* **TEXT TO READ**
HAT NEWS AND NOTES:

HAT HISTORIAN STACEY MILLER’S HATS MAKE THE SCENE:
Jean Murphy, Guest Speaker Stacey Miller and Marjorie Wieseman.

If you know Stacey, then you know she has an elaborate collection of hats from around the world. And, lately her hats are showing up everywhere, from exhibits to retail store windows.

Her hats will be in the windows at Bergdorf Goodman on February 9 and 10th for Fashion Week. They asked Miller for Ethnic pieces, which means that the ethnic trend will continue to be important.

Stacey’s hats will also be shown at the University of Rochester and in April she is supplying hats for a Silk Road display at a university.

If you are interested in displaying Stacey’s hat collection for an exhibit or event, contact her. Her hats are astounding and her knowledge of hats and hat history is as good as it gets!

Stacey Miller
www.HatHorizons.com

585-624-2043 

Miller was recently written up in a newspaper in Westfield. Below is the article.

Woman's Club of Westfield program features hats and Headresses

HATS AND HEADDRESSES - A program on hats and headdresses from around the world was presented by Stacey W. Miller at a general meeting of the Woman’s Club of Westfield held recently at the Masonic Lodge in Westfield.

The presentation, “Country, Community and Culture: Explore Identity Through Hats” examined hats from Stacey’s 1,000 hat collection. The hats represent over 100 countries and a myriad of cultures, tribes and ethnic groups from Africa, Europe, North and South America plus the Pacific region.

* **WRITTEN REQUEST 1**
Convert every line of the records into a JSON list of strings, one string per line, omitting blank lines and leaving out the pictures.
The hat news text and the records that follow it come from separate sources.

* **LISTING**
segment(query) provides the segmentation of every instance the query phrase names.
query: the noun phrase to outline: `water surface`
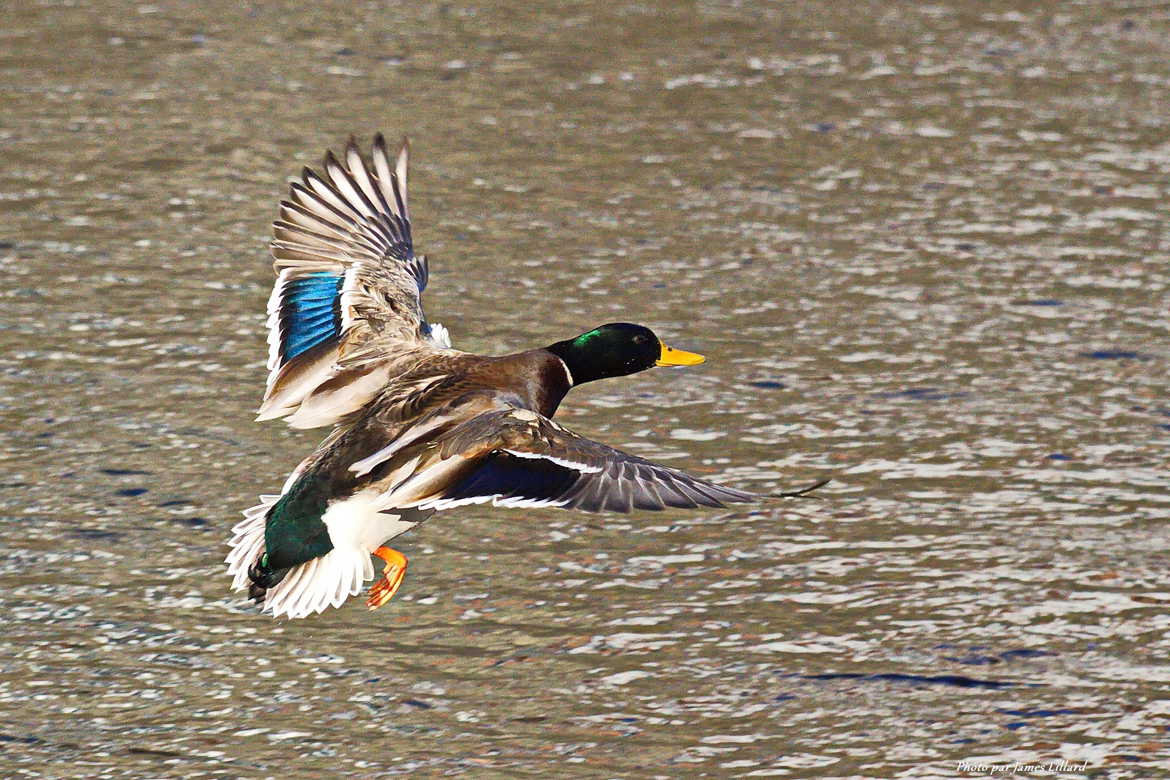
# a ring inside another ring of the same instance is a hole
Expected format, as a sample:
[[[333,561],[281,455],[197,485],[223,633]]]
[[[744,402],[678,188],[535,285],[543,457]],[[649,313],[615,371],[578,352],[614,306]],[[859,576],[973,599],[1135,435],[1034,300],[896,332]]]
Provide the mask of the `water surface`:
[[[0,73],[0,765],[48,776],[1165,771],[1161,4],[22,4]],[[462,508],[294,623],[238,512],[268,223],[408,133],[427,310],[707,365],[564,422],[819,501]]]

* **WRITTEN REQUEST 2**
Revise the stretch of the hat news text from "If you are interested" through "as it gets!", replacing "astounding" with "remarkable".

* **COMPLETE OUTPUT 1**
[
  "segment(query) provides the segmentation of every instance the query phrase names.",
  "query: the noun phrase to outline: `water surface`",
  "# a ring inside another ring of the same instance is a hole",
  "Expected format, as a sample:",
  "[[[333,561],[281,455],[197,485],[223,633]]]",
  "[[[744,402],[678,188],[535,285],[543,457]],[[649,313],[615,371],[578,352],[614,306]],[[859,576],[973,599],[1135,435],[1034,300],[896,332]]]",
  "Provide the mask of the `water surface`:",
  "[[[0,73],[0,765],[48,776],[1165,771],[1161,4],[22,4]],[[462,508],[294,623],[238,512],[268,223],[408,133],[427,310],[707,365],[564,422],[819,501]]]"
]

* **COMPLETE OUTPUT 2**
If you are interested in displaying Stacey’s hat collection for an exhibit or event, contact her. Her hats are remarkable and her knowledge of hats and hat history is as good as it gets!